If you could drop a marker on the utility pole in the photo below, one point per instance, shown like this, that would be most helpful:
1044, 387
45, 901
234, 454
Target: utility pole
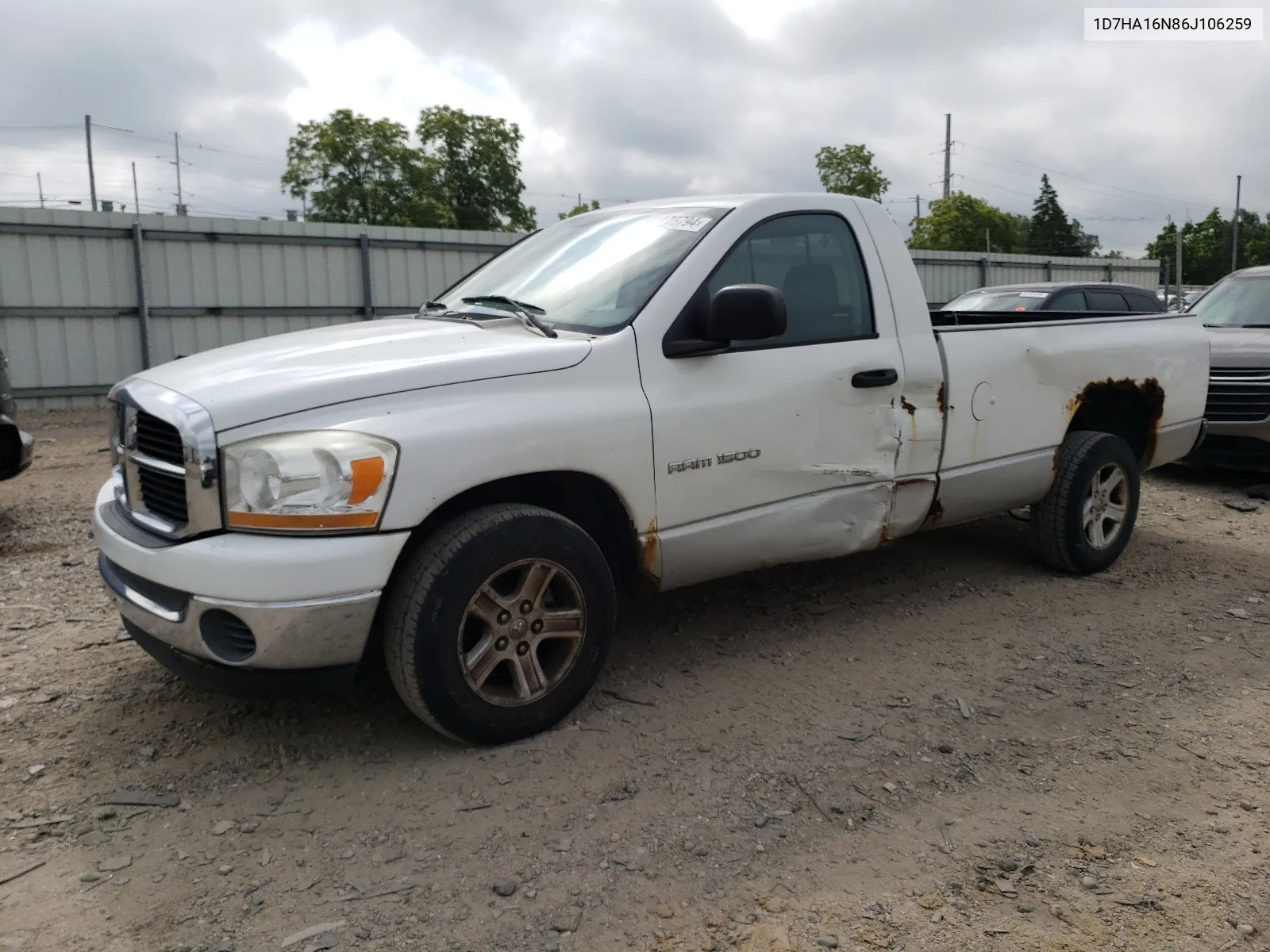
────────────────
The entries above are to be printed again word for word, with every picture removed.

If you could drop a marker on the utility pole in the photo below, one point per instance, shown like this, that would be most helpful:
1044, 387
45, 901
234, 454
Target: utility pole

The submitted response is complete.